Exercise instructions:
Reproduce the data below line for line, changing no character, and leave the pictures out of your copy.
===== Material for the task =====
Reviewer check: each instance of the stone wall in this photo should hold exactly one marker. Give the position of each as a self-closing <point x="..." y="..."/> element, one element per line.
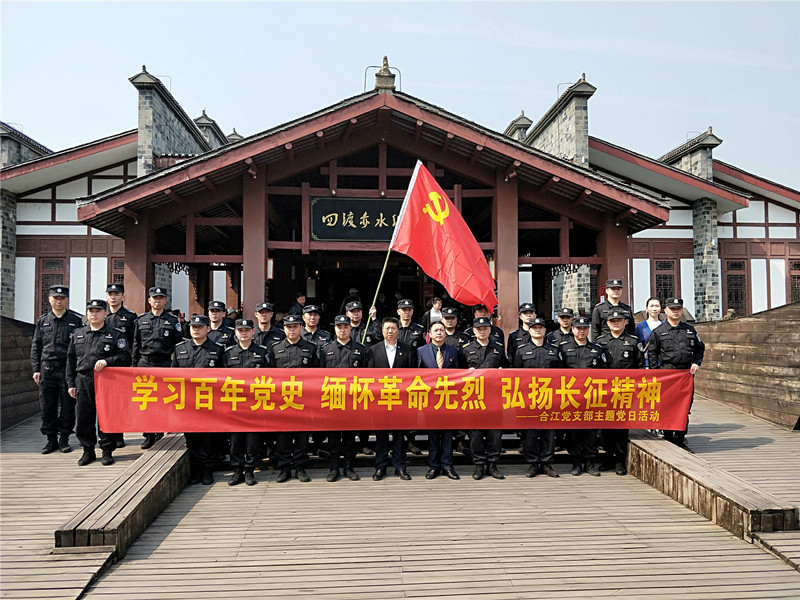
<point x="572" y="288"/>
<point x="8" y="267"/>
<point x="20" y="397"/>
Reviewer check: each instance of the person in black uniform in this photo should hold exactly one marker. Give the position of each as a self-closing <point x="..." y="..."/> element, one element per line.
<point x="267" y="333"/>
<point x="155" y="335"/>
<point x="197" y="353"/>
<point x="220" y="332"/>
<point x="390" y="354"/>
<point x="623" y="351"/>
<point x="482" y="353"/>
<point x="580" y="353"/>
<point x="601" y="310"/>
<point x="676" y="345"/>
<point x="527" y="313"/>
<point x="564" y="331"/>
<point x="245" y="446"/>
<point x="342" y="353"/>
<point x="293" y="352"/>
<point x="538" y="445"/>
<point x="48" y="362"/>
<point x="91" y="349"/>
<point x="455" y="338"/>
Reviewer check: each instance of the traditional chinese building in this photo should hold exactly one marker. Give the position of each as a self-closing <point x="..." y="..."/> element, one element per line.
<point x="309" y="206"/>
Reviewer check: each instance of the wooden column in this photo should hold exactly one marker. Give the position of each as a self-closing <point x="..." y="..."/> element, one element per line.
<point x="505" y="221"/>
<point x="612" y="246"/>
<point x="254" y="247"/>
<point x="139" y="268"/>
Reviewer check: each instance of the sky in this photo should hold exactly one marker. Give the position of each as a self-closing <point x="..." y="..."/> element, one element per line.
<point x="664" y="71"/>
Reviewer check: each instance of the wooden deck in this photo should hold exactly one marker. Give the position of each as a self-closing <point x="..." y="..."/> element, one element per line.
<point x="572" y="537"/>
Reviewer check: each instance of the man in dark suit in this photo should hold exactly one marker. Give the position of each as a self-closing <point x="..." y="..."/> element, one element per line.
<point x="390" y="354"/>
<point x="438" y="355"/>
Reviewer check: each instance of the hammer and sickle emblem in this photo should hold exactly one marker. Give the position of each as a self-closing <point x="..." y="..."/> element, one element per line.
<point x="438" y="214"/>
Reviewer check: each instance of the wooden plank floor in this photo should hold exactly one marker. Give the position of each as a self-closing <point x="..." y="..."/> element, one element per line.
<point x="37" y="494"/>
<point x="573" y="537"/>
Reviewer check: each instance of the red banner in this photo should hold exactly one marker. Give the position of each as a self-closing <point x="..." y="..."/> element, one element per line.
<point x="152" y="399"/>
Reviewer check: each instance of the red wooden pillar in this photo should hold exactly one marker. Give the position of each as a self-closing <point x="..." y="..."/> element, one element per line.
<point x="505" y="221"/>
<point x="254" y="246"/>
<point x="139" y="268"/>
<point x="612" y="247"/>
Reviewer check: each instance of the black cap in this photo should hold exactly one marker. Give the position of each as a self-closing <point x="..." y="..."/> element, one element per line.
<point x="674" y="303"/>
<point x="58" y="290"/>
<point x="200" y="320"/>
<point x="581" y="322"/>
<point x="97" y="304"/>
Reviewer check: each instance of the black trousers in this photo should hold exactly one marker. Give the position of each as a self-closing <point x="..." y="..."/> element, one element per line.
<point x="245" y="449"/>
<point x="342" y="443"/>
<point x="485" y="445"/>
<point x="539" y="445"/>
<point x="58" y="407"/>
<point x="292" y="449"/>
<point x="87" y="430"/>
<point x="382" y="450"/>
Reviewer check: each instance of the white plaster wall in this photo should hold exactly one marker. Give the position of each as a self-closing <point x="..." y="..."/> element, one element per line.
<point x="25" y="289"/>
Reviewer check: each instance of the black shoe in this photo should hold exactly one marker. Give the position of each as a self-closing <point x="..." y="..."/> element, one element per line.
<point x="237" y="477"/>
<point x="50" y="446"/>
<point x="88" y="457"/>
<point x="549" y="471"/>
<point x="433" y="473"/>
<point x="494" y="472"/>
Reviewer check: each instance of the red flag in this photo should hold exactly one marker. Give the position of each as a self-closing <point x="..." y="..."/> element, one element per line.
<point x="432" y="232"/>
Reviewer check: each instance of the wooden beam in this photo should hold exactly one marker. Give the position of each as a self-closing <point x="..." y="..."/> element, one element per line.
<point x="447" y="140"/>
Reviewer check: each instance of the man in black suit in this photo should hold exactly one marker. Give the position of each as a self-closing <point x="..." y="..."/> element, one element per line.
<point x="390" y="354"/>
<point x="438" y="355"/>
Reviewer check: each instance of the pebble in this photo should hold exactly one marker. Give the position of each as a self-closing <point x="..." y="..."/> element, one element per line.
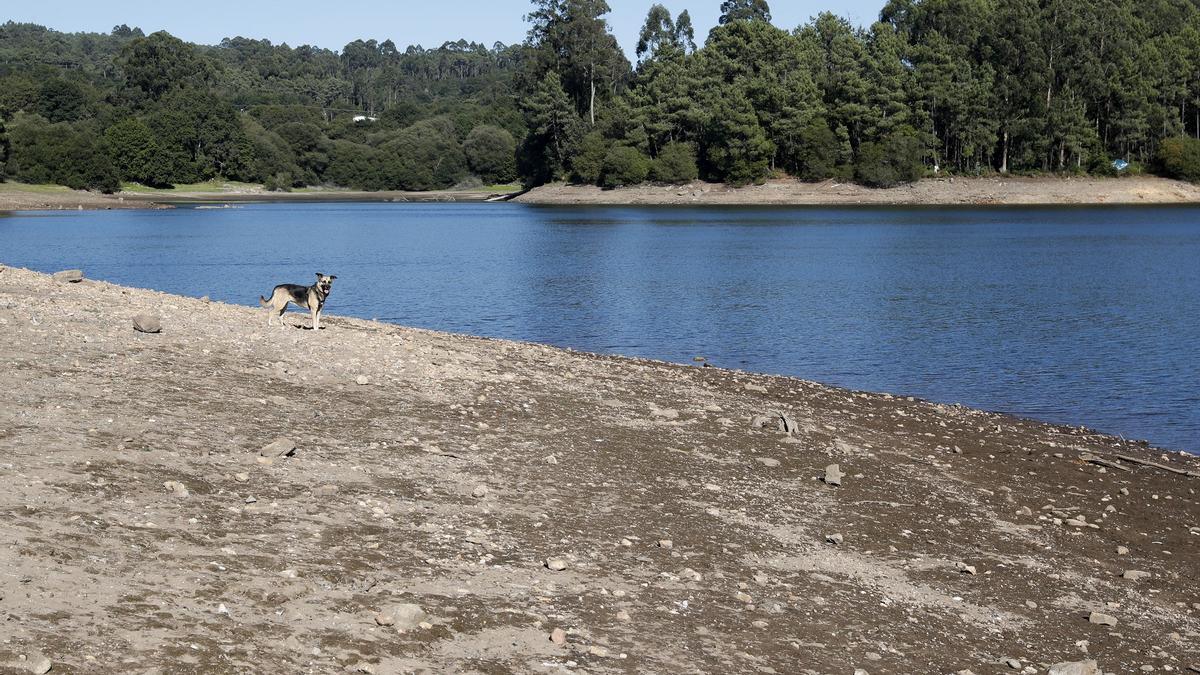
<point x="1075" y="668"/>
<point x="69" y="276"/>
<point x="833" y="475"/>
<point x="177" y="488"/>
<point x="279" y="448"/>
<point x="147" y="323"/>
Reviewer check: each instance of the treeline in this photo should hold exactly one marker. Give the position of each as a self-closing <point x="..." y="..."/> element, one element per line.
<point x="961" y="87"/>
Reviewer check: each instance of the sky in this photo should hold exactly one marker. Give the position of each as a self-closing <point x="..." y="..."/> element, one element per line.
<point x="334" y="24"/>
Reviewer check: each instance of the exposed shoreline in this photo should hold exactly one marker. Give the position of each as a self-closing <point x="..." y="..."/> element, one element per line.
<point x="946" y="191"/>
<point x="933" y="192"/>
<point x="147" y="524"/>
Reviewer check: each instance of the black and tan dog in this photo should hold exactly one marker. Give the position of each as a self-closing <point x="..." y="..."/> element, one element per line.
<point x="312" y="298"/>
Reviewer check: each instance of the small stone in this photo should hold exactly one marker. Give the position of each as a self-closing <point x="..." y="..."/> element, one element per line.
<point x="279" y="448"/>
<point x="177" y="488"/>
<point x="69" y="276"/>
<point x="407" y="616"/>
<point x="147" y="323"/>
<point x="1077" y="668"/>
<point x="833" y="475"/>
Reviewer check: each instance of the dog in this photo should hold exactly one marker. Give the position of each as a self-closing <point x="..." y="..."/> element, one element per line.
<point x="312" y="298"/>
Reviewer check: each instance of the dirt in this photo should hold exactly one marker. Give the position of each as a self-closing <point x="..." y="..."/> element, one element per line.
<point x="978" y="191"/>
<point x="143" y="531"/>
=====
Response:
Reviewer check: each instance of the stone wall in this photo should hold exactly one marker. Give the position of each as a self-closing <point x="..." y="..."/> element, one element per line.
<point x="572" y="288"/>
<point x="8" y="267"/>
<point x="20" y="397"/>
Reviewer check: each instance of the person in black uniform in this photo should hold exactly one marker. Give the position of each as a self-closing <point x="..." y="..."/> element, one element per line.
<point x="267" y="333"/>
<point x="155" y="335"/>
<point x="197" y="353"/>
<point x="220" y="332"/>
<point x="390" y="354"/>
<point x="623" y="351"/>
<point x="482" y="353"/>
<point x="580" y="353"/>
<point x="601" y="310"/>
<point x="676" y="345"/>
<point x="527" y="313"/>
<point x="564" y="331"/>
<point x="245" y="446"/>
<point x="342" y="353"/>
<point x="293" y="352"/>
<point x="538" y="445"/>
<point x="48" y="362"/>
<point x="91" y="349"/>
<point x="455" y="338"/>
Reviewer check: each instance of the traditional chinese building in this photo should hold exactly one marker. Give the position of each as a self-closing <point x="..." y="..."/> element, one element per line.
<point x="309" y="206"/>
Reviewer check: each instance of the wooden column in this photo should hold exactly one marker. Give the position of each as a self-closing <point x="..." y="..."/> element, one element per line.
<point x="505" y="221"/>
<point x="612" y="246"/>
<point x="254" y="247"/>
<point x="139" y="268"/>
Reviewer check: each instance of the sky in this photo should hold exactly one marker. Give the position of each as a self-closing <point x="..." y="..."/> element, one element per line.
<point x="664" y="71"/>
Reviewer check: each instance of the wooden deck in this photo should hold exactly one marker. Give the position of each as a self-closing <point x="..." y="..."/> element, one element per line.
<point x="572" y="537"/>
Reviewer check: each instance of the man in dark suit in this photo should hold exactly one marker. Give the position of each as a self-closing <point x="..." y="..."/> element, one element per line.
<point x="390" y="354"/>
<point x="438" y="355"/>
Reviewer check: each instance of the hammer and sickle emblem in this photo should hold exactly one marker. Give the position of each as a self-closing <point x="..." y="..."/> element, one element per line.
<point x="438" y="214"/>
Reviewer check: each instance of the wooden plank floor in this photo should hold exactly one marker. Give the position of each as a self-closing <point x="..." y="..."/> element, one element per line.
<point x="37" y="494"/>
<point x="573" y="537"/>
Reviewer check: each instance of the red banner in this photo should hold exactly one marker. Give the position of each as a self-closing <point x="..." y="..."/> element, one element per line.
<point x="152" y="399"/>
Reviewer check: each instance of the red wooden pillar in this photo should hold exactly one marker. Give the position of each as a self-closing <point x="..." y="..."/> element, one element per line.
<point x="505" y="221"/>
<point x="254" y="246"/>
<point x="139" y="268"/>
<point x="612" y="247"/>
Reviewer check: each instance of the black cap in this photo should hold exactly one marker. Give the position of each as a self-closing <point x="..." y="..."/> element, one element per line.
<point x="674" y="303"/>
<point x="58" y="290"/>
<point x="200" y="320"/>
<point x="581" y="322"/>
<point x="97" y="304"/>
Reviewer check: each instance of the black trousers in this photo should hold exactly one marker. Give the position of each as a self-closing <point x="..." y="..."/> element, one element per line.
<point x="245" y="449"/>
<point x="342" y="443"/>
<point x="485" y="445"/>
<point x="539" y="445"/>
<point x="58" y="407"/>
<point x="292" y="449"/>
<point x="87" y="430"/>
<point x="382" y="450"/>
Reviewer check: each instance of the white plaster wall in this photo should hold exactly one marker. Give the position of each as a self-closing <point x="..." y="..."/> element, one element per line.
<point x="25" y="289"/>
Reviewer check: each instance of the black shoe in this photo should hold exactly one marker. Give the position of each as a self-closing <point x="..." y="..."/> element, one element per line.
<point x="237" y="477"/>
<point x="50" y="446"/>
<point x="88" y="457"/>
<point x="549" y="471"/>
<point x="433" y="473"/>
<point x="494" y="472"/>
Reviewer check: each instance of the red flag in this photo should hold exactly one marker. Give the position of each as a self-closing <point x="..." y="..."/> element, one element per line.
<point x="432" y="232"/>
Reviewer check: each instance of the wooden beam in this photo should hold exactly one marker. Give the position of each as a self-closing <point x="..." y="..."/> element, one element per line.
<point x="447" y="140"/>
Reviewer check: each instance of the man in black suit in this photo should hold exactly one marker. Give the position of each as a self-closing <point x="..." y="..."/> element, one element per line.
<point x="390" y="354"/>
<point x="438" y="355"/>
Reviewer check: each instance of the pebble in this photo should hold exactly one marker. Give the position of each as a self-closing <point x="..." y="..."/> element, one element per line.
<point x="1075" y="668"/>
<point x="69" y="276"/>
<point x="833" y="475"/>
<point x="177" y="488"/>
<point x="279" y="448"/>
<point x="147" y="323"/>
Reviewer check: each instance of the treeline in this photo should hold exactly one marker. Give the position of each as a self-closing <point x="..." y="..."/> element, one element per line.
<point x="961" y="87"/>
Reviewer check: each instance of the sky in this photo should hold exactly one marker. Give the position of each as a self-closing <point x="..." y="..."/> element, one element per line.
<point x="334" y="24"/>
Reviewer check: each instance of the exposed shoreline in this photo should hold exactly one marker. Give the position of each as a self-closing <point x="..." y="..."/> element, one element per line.
<point x="946" y="191"/>
<point x="933" y="192"/>
<point x="147" y="524"/>
Reviewer check: each instance of the black and tan dog in this photo should hold exactly one marker. Give the position of each as a self-closing <point x="..." y="..."/> element, one element per line.
<point x="312" y="298"/>
Reviewer check: each instance of the small stone in this photo should hold exactly one marker. Give the position of each as a self-closing <point x="..." y="..."/> element, one element per line.
<point x="279" y="448"/>
<point x="177" y="488"/>
<point x="69" y="276"/>
<point x="407" y="616"/>
<point x="147" y="323"/>
<point x="1077" y="668"/>
<point x="833" y="475"/>
Reviewer check: each instance of the dog in this photo should hold exactly one marker. Give the position of each as a self-closing <point x="..." y="..."/> element, one element per line.
<point x="312" y="298"/>
Reviewer check: each instance of the dirt in this photo should hold exactly one marker. Give the position of each as a self-closing <point x="..." y="..."/> element, one element per line.
<point x="978" y="191"/>
<point x="143" y="531"/>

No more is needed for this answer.